• _Extract to read_:
========================

PO Technology Models

 How to create solutions that deliver value for procurement outsourcing.
 
By Katrina Menzigian and Attendra Dabas
 
The Procurement Outsourcing (PO) market has gained momentum over the past few years. The market has grown in bursts and continues to expand at double-digit rates. Buyers realize that the potential of procurement outsourcing is not just limited to traditional cost arbitrage, but also effective management of overall spend, which contributes directly to the bottom-line savings, especially for “non-core” categories.
 
Technology has always played an important part in the procurement outsourcing market. It has been viewed as an essential component in the path towards procurement transformation, along with the right combination of people and processes.
 
 
Role of Technology
When compared to other functions, we find that technology has a more transformational role in PO. In the FAO market, buyers have traditionally invested in streamlining their finance function using either ERP or legacy systems. Thus, most FAO buyers recognize technology as a key enabler and tend to have a more mature installed technology environment. For this reason, the technology approach most prevalent in FAO solutions is to make incremental changes to the existing technology landscape.
 
However, when we look at the procurement function, we find that few organizations have an existing, mature, procurement technology landscape. The procurement function is often fragmented and may be treated as a cost center. Therefore, many organizations do not allocate budget or actively invest in the latest procurement technology. As a result, access to technology has emerged as one of the key drivers for most PO buyers, along with access to talent, compliance, visibility, and operational cost saving.

========================

• _Stated exercise A_: Return the part of the procurement outsourcing article that opens with the words containing "PO Technology Models" and closes with "people and processes.".
• _Stated exercise B_: According to the procurement outsourcing article, why is the technology approach most prevalent in FAO solutions to make incremental changes to the existing technology landscape?
These lines have no connection to the procurement outsourcing article.

• _Stored dataset items_:
========================

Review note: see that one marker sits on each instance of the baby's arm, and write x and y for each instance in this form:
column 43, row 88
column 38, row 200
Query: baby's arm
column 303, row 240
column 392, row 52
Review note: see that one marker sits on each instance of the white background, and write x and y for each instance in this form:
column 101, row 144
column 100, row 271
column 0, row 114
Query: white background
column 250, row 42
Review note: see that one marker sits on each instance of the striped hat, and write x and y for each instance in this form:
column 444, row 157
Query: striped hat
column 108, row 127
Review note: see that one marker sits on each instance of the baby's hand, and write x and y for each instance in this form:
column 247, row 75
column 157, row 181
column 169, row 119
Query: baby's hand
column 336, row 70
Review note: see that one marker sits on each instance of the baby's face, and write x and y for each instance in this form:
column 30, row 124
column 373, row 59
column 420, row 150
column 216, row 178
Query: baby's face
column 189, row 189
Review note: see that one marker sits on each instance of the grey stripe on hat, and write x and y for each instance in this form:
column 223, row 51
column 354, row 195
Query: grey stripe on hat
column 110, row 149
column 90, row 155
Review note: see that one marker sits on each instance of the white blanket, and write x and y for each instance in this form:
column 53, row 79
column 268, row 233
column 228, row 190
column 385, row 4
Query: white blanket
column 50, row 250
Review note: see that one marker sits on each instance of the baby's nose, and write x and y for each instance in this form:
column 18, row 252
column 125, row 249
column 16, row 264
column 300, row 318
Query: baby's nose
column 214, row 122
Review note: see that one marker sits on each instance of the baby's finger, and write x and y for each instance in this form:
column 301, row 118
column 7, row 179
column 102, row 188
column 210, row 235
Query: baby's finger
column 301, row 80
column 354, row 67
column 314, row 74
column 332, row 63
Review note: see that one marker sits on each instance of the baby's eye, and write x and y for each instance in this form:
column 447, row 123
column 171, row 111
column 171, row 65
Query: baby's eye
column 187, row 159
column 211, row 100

========================

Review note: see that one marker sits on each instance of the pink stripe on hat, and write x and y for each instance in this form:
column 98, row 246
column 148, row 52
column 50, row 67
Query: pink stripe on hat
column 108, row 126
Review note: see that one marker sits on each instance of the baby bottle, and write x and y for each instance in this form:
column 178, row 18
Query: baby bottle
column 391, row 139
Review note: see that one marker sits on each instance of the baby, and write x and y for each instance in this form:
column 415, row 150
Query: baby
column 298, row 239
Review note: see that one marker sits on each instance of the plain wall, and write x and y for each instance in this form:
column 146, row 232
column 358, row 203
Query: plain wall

========================

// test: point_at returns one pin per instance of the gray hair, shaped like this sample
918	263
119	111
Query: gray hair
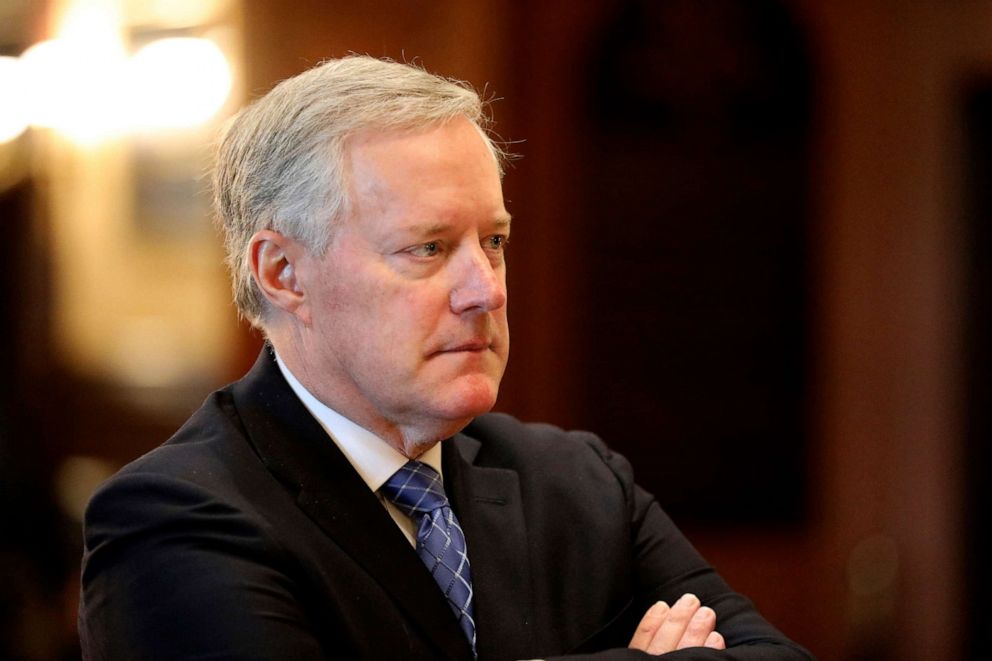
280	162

========================

• _Solution A_:
PO Technology Models

 How to create solutions that deliver value for procurement outsourcing.
 
By Katrina Menzigian and Attendra Dabas
 
The Procurement Outsourcing (PO) market has gained momentum over the past few years. The market has grown in bursts and continues to expand at double-digit rates. Buyers realize that the potential of procurement outsourcing is not just limited to traditional cost arbitrage, but also effective management of overall spend, which contributes directly to the bottom-line savings, especially for “non-core” categories.
 
Technology has always played an important part in the procurement outsourcing market. It has been viewed as an essential component in the path towards procurement transformation, along with the right combination of people and processes.

• _Solution B_: FAO buyers have traditionally invested in streamlining their finance function using either ERP or legacy systems. As a result, most of them recognize technology as a key enabler and tend to have a more mature installed technology environment.